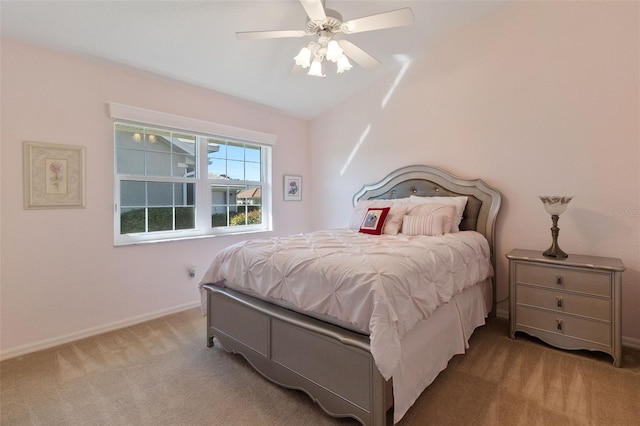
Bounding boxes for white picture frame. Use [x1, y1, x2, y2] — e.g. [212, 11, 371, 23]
[283, 175, 302, 201]
[24, 141, 85, 209]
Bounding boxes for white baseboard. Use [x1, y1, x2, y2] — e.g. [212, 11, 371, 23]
[496, 309, 640, 349]
[0, 300, 200, 361]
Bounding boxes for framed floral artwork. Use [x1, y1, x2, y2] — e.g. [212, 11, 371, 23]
[284, 176, 302, 201]
[24, 142, 85, 209]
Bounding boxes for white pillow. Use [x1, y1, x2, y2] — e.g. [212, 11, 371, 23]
[349, 198, 409, 235]
[402, 203, 456, 234]
[409, 195, 468, 232]
[402, 214, 444, 237]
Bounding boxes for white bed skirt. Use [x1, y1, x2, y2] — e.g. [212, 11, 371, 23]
[393, 279, 493, 423]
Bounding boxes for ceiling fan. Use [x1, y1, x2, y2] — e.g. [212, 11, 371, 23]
[236, 0, 413, 77]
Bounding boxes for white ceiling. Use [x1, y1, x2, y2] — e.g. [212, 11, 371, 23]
[0, 0, 504, 118]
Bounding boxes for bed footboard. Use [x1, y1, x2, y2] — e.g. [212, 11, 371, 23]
[204, 285, 393, 426]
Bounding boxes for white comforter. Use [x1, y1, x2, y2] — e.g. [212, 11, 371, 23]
[200, 230, 493, 379]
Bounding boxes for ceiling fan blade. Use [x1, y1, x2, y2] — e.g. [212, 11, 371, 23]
[236, 30, 307, 40]
[338, 40, 380, 69]
[300, 0, 327, 22]
[341, 7, 413, 34]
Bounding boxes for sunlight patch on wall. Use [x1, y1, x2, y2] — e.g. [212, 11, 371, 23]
[340, 55, 411, 176]
[340, 124, 371, 176]
[381, 55, 411, 109]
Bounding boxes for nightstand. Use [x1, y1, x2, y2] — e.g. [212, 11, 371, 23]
[507, 249, 625, 367]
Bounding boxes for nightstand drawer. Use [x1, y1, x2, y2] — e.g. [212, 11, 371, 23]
[516, 263, 611, 297]
[516, 284, 611, 321]
[516, 306, 611, 346]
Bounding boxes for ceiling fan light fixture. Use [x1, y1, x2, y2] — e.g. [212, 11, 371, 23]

指示:
上の資料から「nightstand」という語を含む行をすべて見つけ、書き写すこと。

解答:
Bounding boxes for nightstand. Use [x1, y1, x2, y2] — e.g. [212, 11, 371, 23]
Bounding boxes for nightstand drawer. Use [x1, y1, x2, y2] — e.g. [212, 11, 371, 23]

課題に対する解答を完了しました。